▶ [What this task involves] Decide whether each statement agrees with the blog text below. Answer yes or no for each, quoting the words from the text that decide it. 1. The writer expected to be good at yoga and pilates because of being on the dance team. 2. Every girl in the class was new. 3. At Anong's, both diners ordered something other than their usual dish.

--- start Text extract ---

I learned today that yoga and pilates are HARD!! It requires A LOT of balance and strength that I was not expecting whatsoever. Our instructor Ayrin (I believe that was her name) was awesome. She'd give us two options and tell us which was harder. Of course we all would try the harder of the two and realize that it was REALLY hard. Thankfully all the girls but one were new so we all had a challenge. I thought since I was on the dance team that I'd be pretty good at it, however, I learned that balancing on one foot while all tangled up is much harder than it looks. There were times I had to hold it in for all I was worth not to laugh because I'd mess up so bad it was just funny. I really enjoyed it though and we decided it would be worth it to pay the $35 to go twice a week instead of 20 for once a week.

After the class Lisa said she had been craving Anong's (this amazing thai restaurant) all day and wanted to go. So we went to Anong's and although we didn't want to get our usual and scowered the menu for something different we both ended up with our usual Spicy Steak or Shrimp Salad. The night was definitely a good one and now I can't wait til next Wednesday!!!

Monday, June 22, 2009

Been trying forever!!!

Everytime I try to post the site won't work, drives me nuts but here I am and I'm through!!! I just had to get on here and say how much I love my life right now!!! I've found a way (not totally sure how) to just make everything totally stress free. My roommates have turned and are suddenly all nice. I'm somewhat confused by that since Steph and Brian are engaged. I figured because of that Rory would be pretty grumpy lately. We've got this whole new yard which is awesome and everything!!!! And now that the sun seems to be coming out sometimes, the dogs and I go on walks everyday.

Along with all of that Shane's been totally different in a good way. He just does certain things that are so different from what he usually did. I don't even know how to explain it. He texts me everyday just to say Hi and see what I'm doing. He finds things to do and waits to do things if he knows I might enjoy it too. I can't lie I love it! Maybe it's just the maturing thing and the fact that he's older.

--- end Text extract ---
--- start Recorded information ---

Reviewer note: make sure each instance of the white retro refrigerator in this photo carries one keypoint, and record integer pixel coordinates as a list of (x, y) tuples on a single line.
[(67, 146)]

--- end Recorded information ---

▶ [In response]
1. Yes: "I thought since I was on the dance team that I'd be pretty good at it"
2. No: "all the girls but one were new"
3. No: "we both ended up with our usual Spicy Steak or Shrimp Salad"